__Problem requirements__:
Retype word for word the lines starting at the one containing "written like [1174,292]." and ending at the one containing "Query: eyeglasses", including both.

__Data shown__:
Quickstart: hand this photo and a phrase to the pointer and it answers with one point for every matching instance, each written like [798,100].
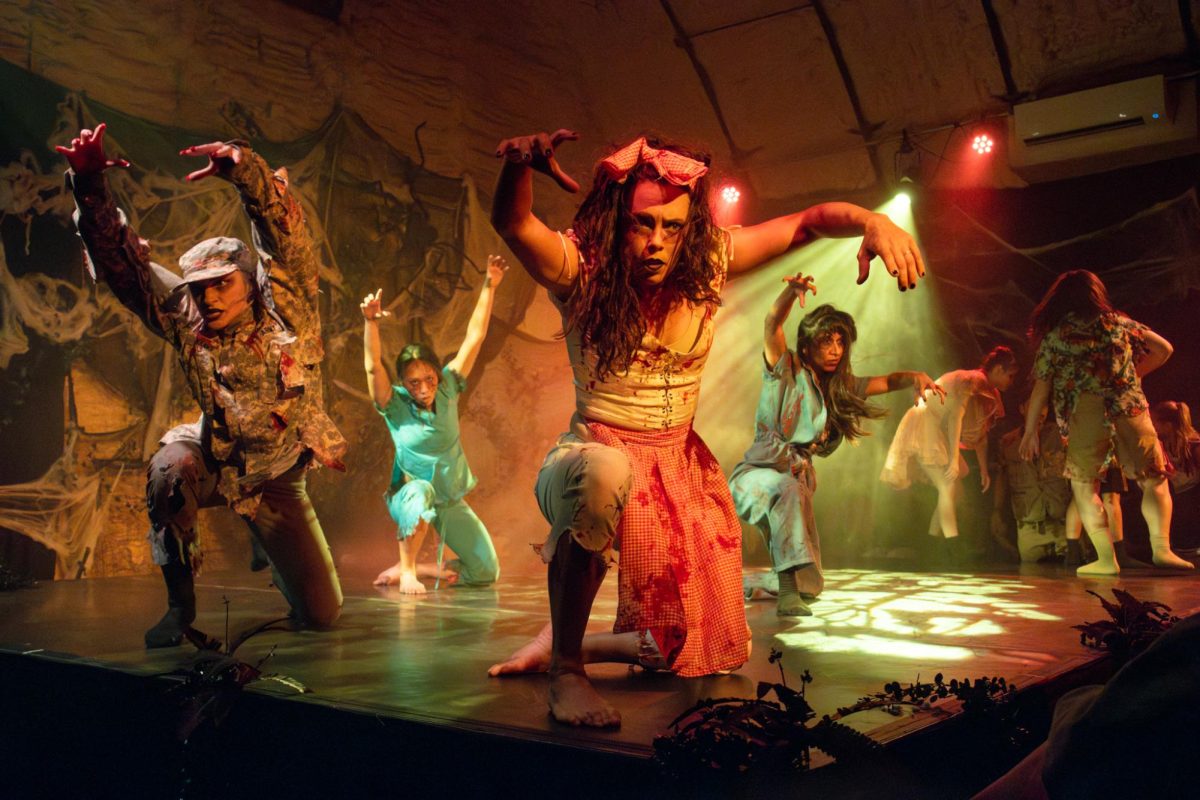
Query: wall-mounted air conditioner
==
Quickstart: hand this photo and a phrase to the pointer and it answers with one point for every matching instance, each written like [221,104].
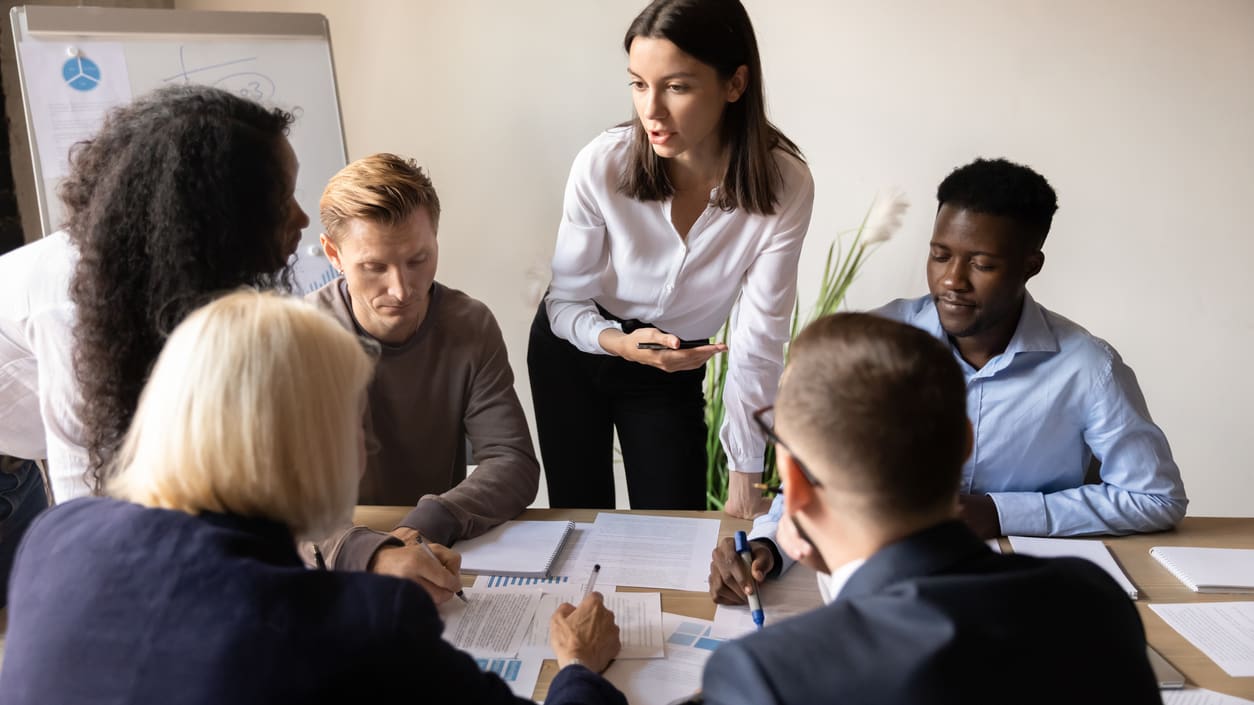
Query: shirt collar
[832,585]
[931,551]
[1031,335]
--
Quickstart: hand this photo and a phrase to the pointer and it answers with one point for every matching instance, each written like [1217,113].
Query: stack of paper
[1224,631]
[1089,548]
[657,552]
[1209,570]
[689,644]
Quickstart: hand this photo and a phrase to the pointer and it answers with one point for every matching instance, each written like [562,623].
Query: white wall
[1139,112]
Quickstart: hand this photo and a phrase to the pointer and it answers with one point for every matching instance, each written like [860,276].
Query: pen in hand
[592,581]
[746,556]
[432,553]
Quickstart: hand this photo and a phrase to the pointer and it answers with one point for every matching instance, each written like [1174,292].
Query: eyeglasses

__Output for this task__:
Quickstart: hand this photo and a phrase to the pointer and it answers with one point for every matching instance, each written like [1174,292].
Query: eyeglasses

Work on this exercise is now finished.